— Begin Entries shown —

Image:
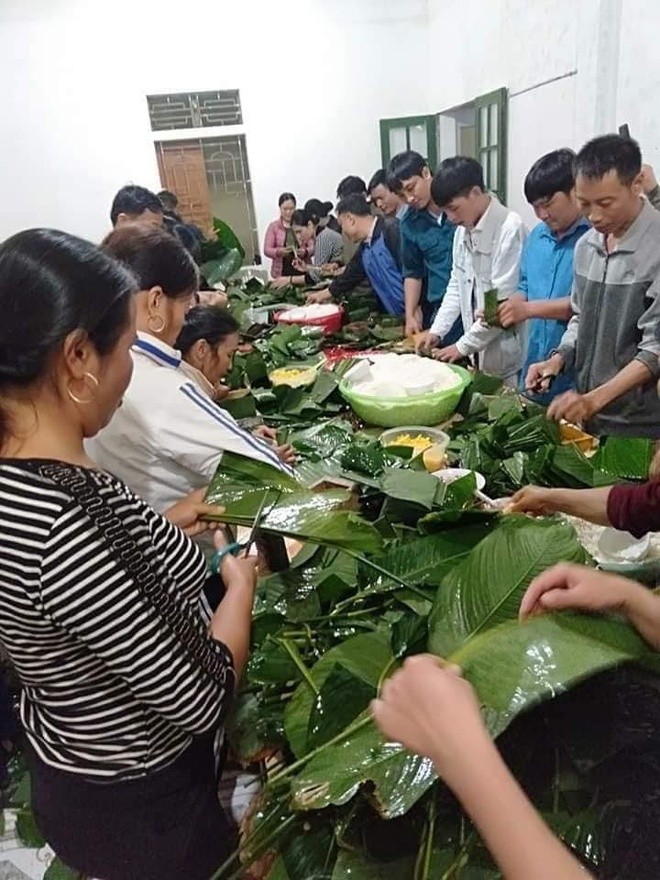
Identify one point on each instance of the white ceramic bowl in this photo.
(449, 475)
(621, 547)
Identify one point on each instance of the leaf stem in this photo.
(347, 731)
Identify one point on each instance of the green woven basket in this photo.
(430, 408)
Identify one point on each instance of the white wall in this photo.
(638, 84)
(314, 77)
(574, 69)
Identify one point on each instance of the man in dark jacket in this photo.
(378, 257)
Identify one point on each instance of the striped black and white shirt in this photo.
(115, 682)
(168, 436)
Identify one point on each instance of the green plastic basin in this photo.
(427, 409)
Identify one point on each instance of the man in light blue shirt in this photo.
(546, 269)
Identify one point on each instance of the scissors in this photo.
(237, 547)
(537, 387)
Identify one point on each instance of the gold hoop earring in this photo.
(156, 329)
(89, 378)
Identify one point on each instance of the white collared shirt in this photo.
(168, 436)
(485, 257)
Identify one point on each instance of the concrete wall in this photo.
(315, 77)
(312, 75)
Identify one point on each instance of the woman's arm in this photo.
(626, 507)
(271, 250)
(589, 504)
(233, 617)
(155, 642)
(434, 712)
(575, 587)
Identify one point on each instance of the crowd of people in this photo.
(110, 432)
(575, 327)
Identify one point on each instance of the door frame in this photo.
(386, 125)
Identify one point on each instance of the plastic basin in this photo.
(427, 409)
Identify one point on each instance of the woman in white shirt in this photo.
(328, 247)
(168, 436)
(208, 342)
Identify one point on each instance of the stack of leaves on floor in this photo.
(413, 568)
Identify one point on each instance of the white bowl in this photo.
(449, 475)
(616, 546)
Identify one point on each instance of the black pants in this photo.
(168, 825)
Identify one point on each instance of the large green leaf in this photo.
(627, 458)
(487, 587)
(341, 698)
(240, 484)
(27, 829)
(407, 485)
(351, 865)
(514, 666)
(240, 468)
(57, 870)
(428, 559)
(336, 773)
(366, 656)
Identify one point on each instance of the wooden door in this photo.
(183, 172)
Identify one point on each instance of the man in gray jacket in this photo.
(611, 340)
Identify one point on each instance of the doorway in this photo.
(210, 177)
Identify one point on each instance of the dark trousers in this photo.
(166, 825)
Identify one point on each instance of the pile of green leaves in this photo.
(420, 570)
(328, 633)
(512, 443)
(18, 799)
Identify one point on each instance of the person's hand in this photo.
(266, 433)
(450, 354)
(539, 375)
(213, 298)
(434, 712)
(649, 181)
(220, 391)
(319, 296)
(575, 586)
(413, 323)
(513, 311)
(532, 499)
(187, 514)
(286, 453)
(426, 341)
(572, 406)
(238, 573)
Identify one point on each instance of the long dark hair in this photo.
(52, 284)
(212, 323)
(156, 258)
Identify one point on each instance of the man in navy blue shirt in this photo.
(426, 243)
(378, 257)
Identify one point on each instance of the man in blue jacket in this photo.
(426, 243)
(546, 269)
(378, 257)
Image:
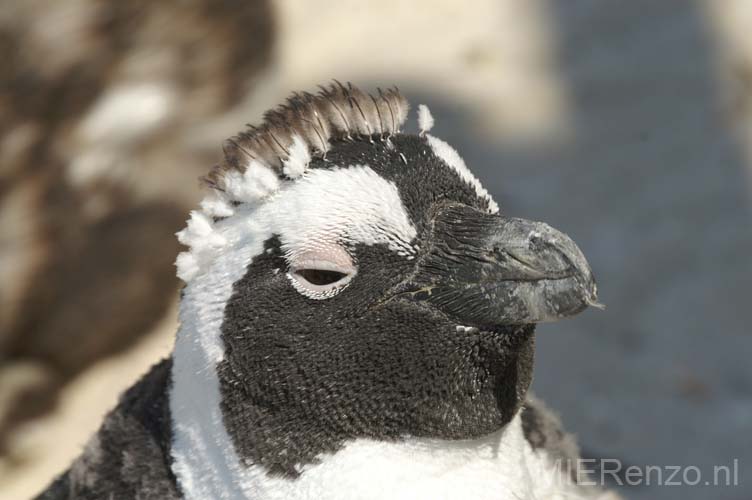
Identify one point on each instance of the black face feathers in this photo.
(435, 343)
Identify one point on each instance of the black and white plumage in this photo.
(358, 322)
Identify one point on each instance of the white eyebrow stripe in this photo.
(353, 204)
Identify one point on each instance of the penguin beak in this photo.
(486, 270)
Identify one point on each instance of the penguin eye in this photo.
(322, 273)
(320, 277)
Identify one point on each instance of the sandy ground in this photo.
(624, 123)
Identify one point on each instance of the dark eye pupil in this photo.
(320, 276)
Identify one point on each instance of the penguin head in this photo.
(346, 281)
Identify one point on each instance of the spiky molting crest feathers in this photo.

— End Entries shown —

Instructions for the task: Reproduce each line word for word and drop the pictures.

Response to this task:
Image:
Identify one point on each instance of the white ceramic bowl in this photo.
(449, 475)
(621, 547)
Identify one point on each instance of the leaf stem in this photo.
(347, 731)
Identify one point on each instance of the green woven basket in this photo.
(430, 408)
Identify one point on each instance of the white wall in this photo.
(638, 84)
(314, 77)
(574, 69)
Identify one point on each instance of the man in dark jacket in this photo.
(378, 257)
Identify one point on each instance of the striped black and white shirt in this photo.
(115, 682)
(168, 436)
Identify one point on each instance of the green plastic basin in this photo.
(427, 409)
Identify one point on each instance of the man in light blue shirt in this photo.
(546, 269)
Identify one point on each instance of the scissors in this photo.
(237, 547)
(537, 387)
Identify one point on each instance of the gold hoop earring in this photo.
(156, 329)
(89, 378)
Identify one point on each instance of the white collared shirt in this photo.
(168, 436)
(485, 257)
Identify one point on each instance of the concrete wall in this photo.
(315, 77)
(312, 75)
Identify one point on each instance of the woman's arm in this photo.
(626, 507)
(271, 250)
(589, 504)
(233, 617)
(155, 642)
(434, 712)
(575, 587)
Identify one point on each instance of the crowd of people in this photo.
(110, 432)
(575, 327)
Identify one point on each instance of the door frame in this photo.
(386, 125)
Identify one point on each instance of the plastic basin in this photo.
(427, 409)
Identify one point on each instance of the woman in white shirt in this photo.
(328, 247)
(168, 436)
(208, 342)
Identify one point on each instance of the stack of leaves on floor in this photo.
(413, 568)
Identify one point on each instance of the white bowl in this photo.
(449, 475)
(616, 546)
Identify one point on each instance of the black pants in this photo.
(168, 825)
Identify one point on each instance of the large green leaf in this photo.
(627, 458)
(487, 587)
(341, 698)
(240, 484)
(27, 829)
(407, 485)
(351, 865)
(514, 666)
(240, 468)
(57, 870)
(428, 559)
(336, 773)
(366, 656)
Identify one point on each instance of the wooden door in this photo.
(183, 172)
Identify one point on each instance of the man in gray jacket in this photo.
(611, 340)
Identify one point on each instance of the doorway in this photo.
(210, 177)
Identify one point on each instance of the dark trousers in this photo.
(166, 825)
Identify one point on each instance of the pile of green leaves in this photo.
(420, 570)
(328, 633)
(512, 443)
(18, 799)
Identify one point on each instance of the person's hand in this photo.
(266, 433)
(450, 354)
(539, 375)
(213, 298)
(434, 712)
(649, 181)
(220, 391)
(319, 296)
(575, 586)
(413, 323)
(513, 311)
(532, 499)
(187, 514)
(286, 453)
(426, 341)
(572, 406)
(238, 573)
Identify one point on each instance of the long dark hair in this photo.
(52, 284)
(212, 323)
(156, 258)
Identify one point on each instance of the man in navy blue shirt in this photo.
(426, 243)
(378, 257)
Identify one point on each instance of the man in blue jacket in this photo.
(426, 243)
(546, 269)
(378, 257)
Image:
Identify one point on each instance of the black face feathers in this photo.
(435, 343)
Identify one point on each instance of the black and white plumage in this photo.
(358, 322)
Identify one point on each instance of the white eyebrow stripe in this photo.
(353, 204)
Identify one point on each instance of the penguin beak in this photo.
(486, 270)
Identify one point on each instance of the penguin eye in this photo.
(322, 273)
(320, 277)
Identify one point on each instance of the sandy ground in this photo.
(624, 123)
Identify one point on each instance of the dark eye pupil in this photo.
(320, 276)
Identify one point on each instance of the penguin head in this photo.
(346, 281)
Identify one point on each instance of the spiky molting crest feathers in this photo.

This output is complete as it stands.